■ **SHORT PROBLEM**
Render every item below as a numbered list, skipping any blank lines. Leave the pictures out of your answer.

[Pointing dataset items]

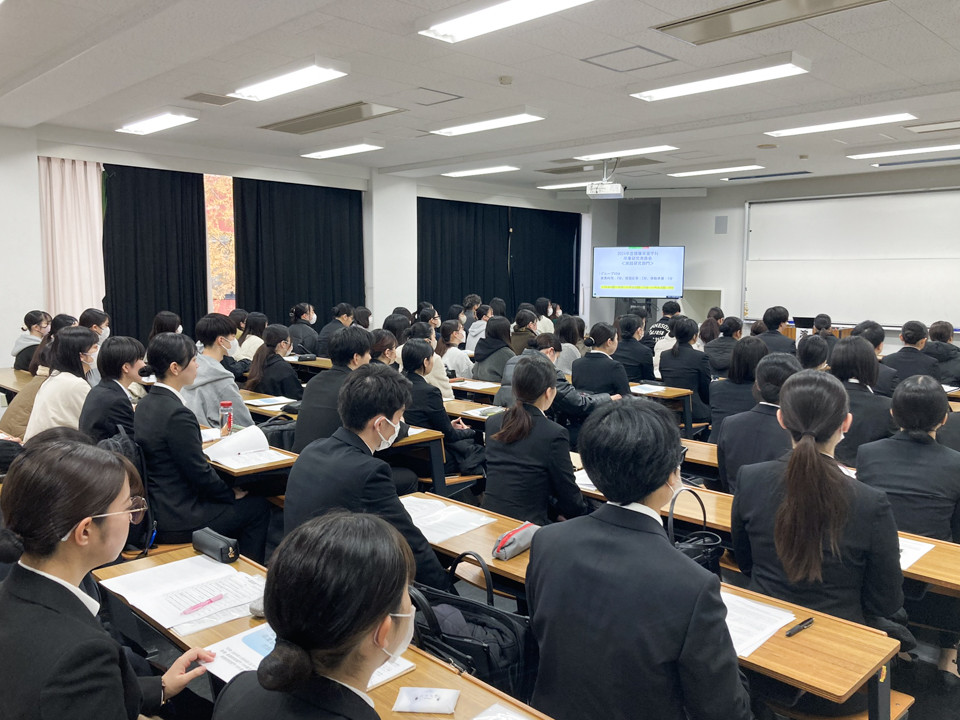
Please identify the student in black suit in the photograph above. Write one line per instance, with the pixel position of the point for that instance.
(67, 507)
(529, 473)
(109, 406)
(335, 625)
(685, 367)
(184, 491)
(341, 471)
(269, 373)
(318, 416)
(756, 435)
(910, 360)
(636, 358)
(735, 394)
(342, 317)
(670, 633)
(855, 365)
(887, 377)
(921, 478)
(597, 371)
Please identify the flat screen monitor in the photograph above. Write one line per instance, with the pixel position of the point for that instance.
(638, 272)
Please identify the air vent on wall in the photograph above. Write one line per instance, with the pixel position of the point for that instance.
(334, 117)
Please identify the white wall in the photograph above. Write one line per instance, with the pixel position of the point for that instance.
(22, 275)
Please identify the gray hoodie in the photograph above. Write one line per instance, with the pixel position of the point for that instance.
(214, 384)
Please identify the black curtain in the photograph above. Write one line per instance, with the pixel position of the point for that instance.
(297, 243)
(154, 247)
(496, 251)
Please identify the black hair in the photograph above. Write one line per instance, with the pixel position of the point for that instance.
(319, 605)
(747, 353)
(166, 349)
(347, 342)
(773, 371)
(115, 352)
(919, 405)
(371, 390)
(214, 325)
(629, 448)
(812, 351)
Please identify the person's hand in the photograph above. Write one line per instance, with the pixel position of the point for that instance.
(179, 676)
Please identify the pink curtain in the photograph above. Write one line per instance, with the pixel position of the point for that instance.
(71, 218)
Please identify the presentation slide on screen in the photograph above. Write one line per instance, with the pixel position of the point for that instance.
(642, 272)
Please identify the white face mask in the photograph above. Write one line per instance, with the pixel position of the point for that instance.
(387, 442)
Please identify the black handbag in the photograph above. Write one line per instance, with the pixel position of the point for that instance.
(494, 645)
(702, 546)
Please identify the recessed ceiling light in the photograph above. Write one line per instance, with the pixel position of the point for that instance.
(163, 121)
(479, 19)
(481, 171)
(343, 150)
(754, 71)
(716, 171)
(506, 118)
(910, 151)
(843, 125)
(313, 74)
(625, 153)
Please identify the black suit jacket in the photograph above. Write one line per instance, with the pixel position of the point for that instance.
(636, 358)
(598, 372)
(183, 490)
(871, 421)
(318, 416)
(341, 472)
(922, 480)
(523, 476)
(864, 580)
(689, 369)
(613, 606)
(908, 361)
(778, 342)
(59, 662)
(319, 699)
(106, 407)
(747, 438)
(726, 399)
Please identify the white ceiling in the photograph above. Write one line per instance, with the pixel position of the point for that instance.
(92, 65)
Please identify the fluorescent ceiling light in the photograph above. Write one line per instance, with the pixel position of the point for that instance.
(304, 77)
(844, 125)
(911, 151)
(481, 171)
(564, 186)
(343, 150)
(488, 18)
(773, 68)
(505, 119)
(164, 121)
(626, 153)
(716, 171)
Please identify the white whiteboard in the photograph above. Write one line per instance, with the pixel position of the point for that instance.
(889, 258)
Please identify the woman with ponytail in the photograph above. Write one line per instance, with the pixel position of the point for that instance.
(336, 595)
(269, 373)
(529, 473)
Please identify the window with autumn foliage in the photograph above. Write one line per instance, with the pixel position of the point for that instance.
(221, 259)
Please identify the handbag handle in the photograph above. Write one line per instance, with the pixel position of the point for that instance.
(673, 502)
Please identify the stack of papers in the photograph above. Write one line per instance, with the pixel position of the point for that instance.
(752, 623)
(439, 521)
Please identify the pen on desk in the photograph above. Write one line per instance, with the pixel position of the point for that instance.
(799, 626)
(193, 608)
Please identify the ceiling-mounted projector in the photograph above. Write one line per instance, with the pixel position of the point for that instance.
(605, 191)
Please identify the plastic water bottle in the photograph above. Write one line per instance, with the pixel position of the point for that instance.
(226, 418)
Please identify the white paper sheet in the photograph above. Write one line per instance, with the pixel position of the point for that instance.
(439, 521)
(912, 550)
(752, 623)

■ **ANSWER FOR THIS EXERCISE**
1. Please identify the student in black suit in the photograph above. Write one line per instance, with the pixel position of the point for that instance.
2. (67, 507)
3. (529, 473)
4. (109, 406)
5. (335, 625)
6. (685, 367)
7. (184, 491)
8. (341, 471)
9. (269, 373)
10. (318, 416)
11. (756, 435)
12. (910, 360)
13. (636, 358)
14. (735, 394)
15. (342, 317)
16. (670, 633)
17. (855, 365)
18. (887, 377)
19. (921, 478)
20. (597, 371)
21. Please identify the flat screen monitor in the photograph above. Write one line per instance, with the pixel position of the point for that instance.
22. (638, 272)
23. Please identify the air vent on wall in the photograph above. Write one line per instance, with the pixel position of the point for that instance.
24. (334, 117)
25. Please identify the white wall in the photograph above. Write one line per instance, with the pixel position of the point for that instance.
26. (22, 275)
27. Please identify the gray hoodie in the photograph above. Write one line per instance, with the pixel position of the point for that instance.
28. (214, 384)
29. Please identify the black curtain in the photograph above. Write one line per instance, with the pixel position of the point for that instance.
30. (297, 243)
31. (154, 247)
32. (496, 251)
33. Please identify the black hair in the photograph above. Write one line per instance, with the pixel position of the point for that instance.
34. (319, 605)
35. (747, 353)
36. (166, 349)
37. (347, 342)
38. (773, 371)
39. (115, 352)
40. (919, 405)
41. (371, 390)
42. (214, 325)
43. (629, 448)
44. (812, 351)
45. Please identify the person's hand in the photograph above. Write one line per instance, with the pixel position of the point for that instance.
46. (179, 676)
47. Please identify the pink curtain in the photograph above. Write one line per instance, with the pixel position of the point for that instance.
48. (71, 218)
49. Please identify the presentation slide on screen in the photograph above. Write one line per instance, with the pixel position of the point for that instance.
50. (642, 272)
51. Please identify the white face mask in the photograph above. Write one line per instance, with the pixel position of the point for that instance.
52. (387, 442)
53. Please identify the black handbag in the photograph above. Write one line per instance, with the pixel position of the point for that instance.
54. (494, 645)
55. (702, 546)
56. Please identify the recessed ceiling light in the photograph above. Write one line per instance, with the pixel position of the point for that instance.
57. (163, 121)
58. (479, 19)
59. (481, 171)
60. (343, 150)
61. (754, 71)
62. (716, 171)
63. (506, 118)
64. (910, 151)
65. (843, 125)
66. (313, 74)
67. (625, 153)
68. Please identify the black suit jacket in the photograph above. Write one line per instance, with the pixel position of the point for that instance.
69. (636, 358)
70. (598, 372)
71. (183, 490)
72. (871, 421)
73. (318, 416)
74. (341, 472)
75. (922, 480)
76. (523, 476)
77. (864, 580)
78. (689, 369)
79. (613, 606)
80. (908, 361)
81. (778, 342)
82. (59, 662)
83. (319, 699)
84. (106, 407)
85. (747, 438)
86. (726, 399)
87. Please identify the white ceiling in the photograph above. Write one line per instance, with the pixel position of the point for that instance.
88. (92, 65)
89. Please identify the fluorescent ceiling light in the photograph above. Write one line per instance, with the pixel position of the point for that instance.
90. (304, 77)
91. (844, 125)
92. (911, 151)
93. (481, 171)
94. (564, 186)
95. (343, 150)
96. (488, 18)
97. (773, 68)
98. (505, 119)
99. (164, 121)
100. (626, 153)
101. (716, 171)
102. Please identify the white whiteboard in the photograph above. Write one line per instance, with the pixel position of the point for that instance.
103. (889, 258)
104. Please identify the woman with ponytail in the photograph above. Write one line per instance, with the pixel position of the point for that instance.
105. (336, 595)
106. (269, 373)
107. (529, 473)
108. Please identify the window with autumn foliage in the photograph above. Write one line per instance, with the pixel position of the point for that instance.
109. (221, 259)
110. Please identify the handbag handle in the photograph above. Write one line per instance, with the pixel position of the point for that instance.
111. (673, 502)
112. Please identify the stack of papers in the photograph above. Write one line per instance, with the pixel position of the point for that instance.
113. (752, 623)
114. (439, 521)
115. Please identify the pen on desk in the photograph above. Write one line per instance, with the pixel position of the point for that instance.
116. (799, 626)
117. (193, 608)
118. Please identify the ceiling-mounted projector in the photograph above. Write one line per instance, with the pixel position of the point for that instance.
119. (605, 191)
120. Please identify the plastic water bottle in the photograph above. Write one line per instance, with the pixel position of the point for that instance.
121. (226, 418)
122. Please identify the white paper sheet in the photograph above. Write one line per instance, with the pixel position of the point for that instance.
123. (439, 521)
124. (912, 550)
125. (752, 623)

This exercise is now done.